EXCERPT -
The conjunction rule, as it relates to medicine, states that the probability of having a single diagnosis to explain the patient’s clinical picture is more likely than having multiple. To illustrate this point, consider a patient with S. aureus bacteremia who has multiple pulmonary cavitary lesions. The most likely diagnosis is right-sided infective endocarditis. Although it is possible that the two entities are unrelated, the likelihood of having two separate diagnoses is the probability of diagnosis A multiplied by the probability of diagnosis B, resulting in a value that is incredibly smaller than the probability of each individual diagnosis.

Consequently, the clinician who favors multiple diagnoses may opt for more antimicrobials to treat several conditions. The odds are either with you or against you; use statistics to your advantage. A level of comfort and familiarity with a drug develops the more it is prescribed. The availability bias affects us when ease of recall of successes or failures influences prescribing habits more so than the actual probabilities of treatment success. If a clinician has had a recent bad experience with a particular medication, he or she might be biased to avoid that drug for the next patient. Likewise, if an intervention has often worked, it is more likely to be prescribed in the future, even if it is not a recommended 1st line treatment. Adherence to guidelines and best practice standards can help to overcome this bias.

ACTION ITEM A - Print the passage on clinical reasoning between "The conjunction rule, as" and "each individual diagnosis.", inclusive.
ACTION ITEM B - According to the passage on clinical reasoning, what can help overcome the availability bias?

GIVEN DATA -
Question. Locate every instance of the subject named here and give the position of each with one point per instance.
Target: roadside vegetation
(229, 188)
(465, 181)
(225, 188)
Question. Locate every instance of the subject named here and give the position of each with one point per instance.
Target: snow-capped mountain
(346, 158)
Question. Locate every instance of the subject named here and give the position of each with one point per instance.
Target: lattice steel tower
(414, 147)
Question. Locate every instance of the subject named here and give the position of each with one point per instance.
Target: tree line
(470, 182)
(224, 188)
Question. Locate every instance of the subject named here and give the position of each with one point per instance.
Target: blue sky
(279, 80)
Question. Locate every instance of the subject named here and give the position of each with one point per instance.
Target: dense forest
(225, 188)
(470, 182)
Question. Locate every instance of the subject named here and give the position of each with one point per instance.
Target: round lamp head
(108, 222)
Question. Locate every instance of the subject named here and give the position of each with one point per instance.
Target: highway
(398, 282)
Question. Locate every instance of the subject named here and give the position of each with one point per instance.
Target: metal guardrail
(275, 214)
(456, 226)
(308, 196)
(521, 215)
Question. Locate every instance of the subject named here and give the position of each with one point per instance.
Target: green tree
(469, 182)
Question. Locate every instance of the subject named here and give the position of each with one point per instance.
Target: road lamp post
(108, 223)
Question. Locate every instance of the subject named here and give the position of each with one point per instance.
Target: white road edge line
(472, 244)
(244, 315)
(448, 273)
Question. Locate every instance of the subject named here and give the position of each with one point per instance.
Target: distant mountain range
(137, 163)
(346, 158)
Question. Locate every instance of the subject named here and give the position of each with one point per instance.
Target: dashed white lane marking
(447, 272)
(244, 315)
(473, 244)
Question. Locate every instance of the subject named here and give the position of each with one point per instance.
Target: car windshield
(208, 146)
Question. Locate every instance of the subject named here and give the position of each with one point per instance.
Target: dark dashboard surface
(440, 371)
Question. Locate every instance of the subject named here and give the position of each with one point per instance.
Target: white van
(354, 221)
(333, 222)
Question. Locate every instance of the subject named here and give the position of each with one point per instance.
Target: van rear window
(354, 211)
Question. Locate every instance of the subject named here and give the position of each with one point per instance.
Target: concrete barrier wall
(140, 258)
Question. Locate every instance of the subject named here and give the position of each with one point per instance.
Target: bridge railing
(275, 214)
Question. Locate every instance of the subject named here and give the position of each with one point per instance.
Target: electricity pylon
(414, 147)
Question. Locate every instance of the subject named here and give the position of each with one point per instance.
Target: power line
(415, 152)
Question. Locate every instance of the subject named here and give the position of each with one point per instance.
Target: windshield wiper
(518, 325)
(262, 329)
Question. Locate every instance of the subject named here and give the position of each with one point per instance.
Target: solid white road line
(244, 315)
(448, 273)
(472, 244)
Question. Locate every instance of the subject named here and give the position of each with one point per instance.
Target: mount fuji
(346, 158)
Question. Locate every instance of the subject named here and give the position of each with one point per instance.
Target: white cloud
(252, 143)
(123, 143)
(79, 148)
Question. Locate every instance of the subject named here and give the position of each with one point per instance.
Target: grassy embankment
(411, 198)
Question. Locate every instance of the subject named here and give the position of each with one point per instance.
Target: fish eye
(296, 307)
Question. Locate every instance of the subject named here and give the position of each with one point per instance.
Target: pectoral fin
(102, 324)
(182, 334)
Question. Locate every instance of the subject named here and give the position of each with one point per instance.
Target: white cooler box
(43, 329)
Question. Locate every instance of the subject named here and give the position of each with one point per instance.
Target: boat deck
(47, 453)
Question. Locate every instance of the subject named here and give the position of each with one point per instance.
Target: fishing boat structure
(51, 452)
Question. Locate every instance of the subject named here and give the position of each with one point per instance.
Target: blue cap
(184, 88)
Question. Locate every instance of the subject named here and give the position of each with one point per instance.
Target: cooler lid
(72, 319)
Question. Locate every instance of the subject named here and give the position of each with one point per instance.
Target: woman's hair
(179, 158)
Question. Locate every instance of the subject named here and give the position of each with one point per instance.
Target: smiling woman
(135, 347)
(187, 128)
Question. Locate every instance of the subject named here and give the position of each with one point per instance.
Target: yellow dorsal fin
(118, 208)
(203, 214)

TASK OUTPUT A -
The conjunction rule, as it relates to medicine, states that the probability of having a single diagnosis to explain the patient’s clinical picture is more likely than having multiple. To illustrate this point, consider a patient with S. aureus bacteremia who has multiple pulmonary cavitary lesions. The most likely diagnosis is right-sided infective endocarditis. Although it is possible that the two entities are unrelated, the likelihood of having two separate diagnoses is the probability of diagnosis A multiplied by the probability of diagnosis B, resulting in a value that is incredibly smaller than the probability of each individual diagnosis.

TASK OUTPUT B - Adherence to guidelines and best practice standards.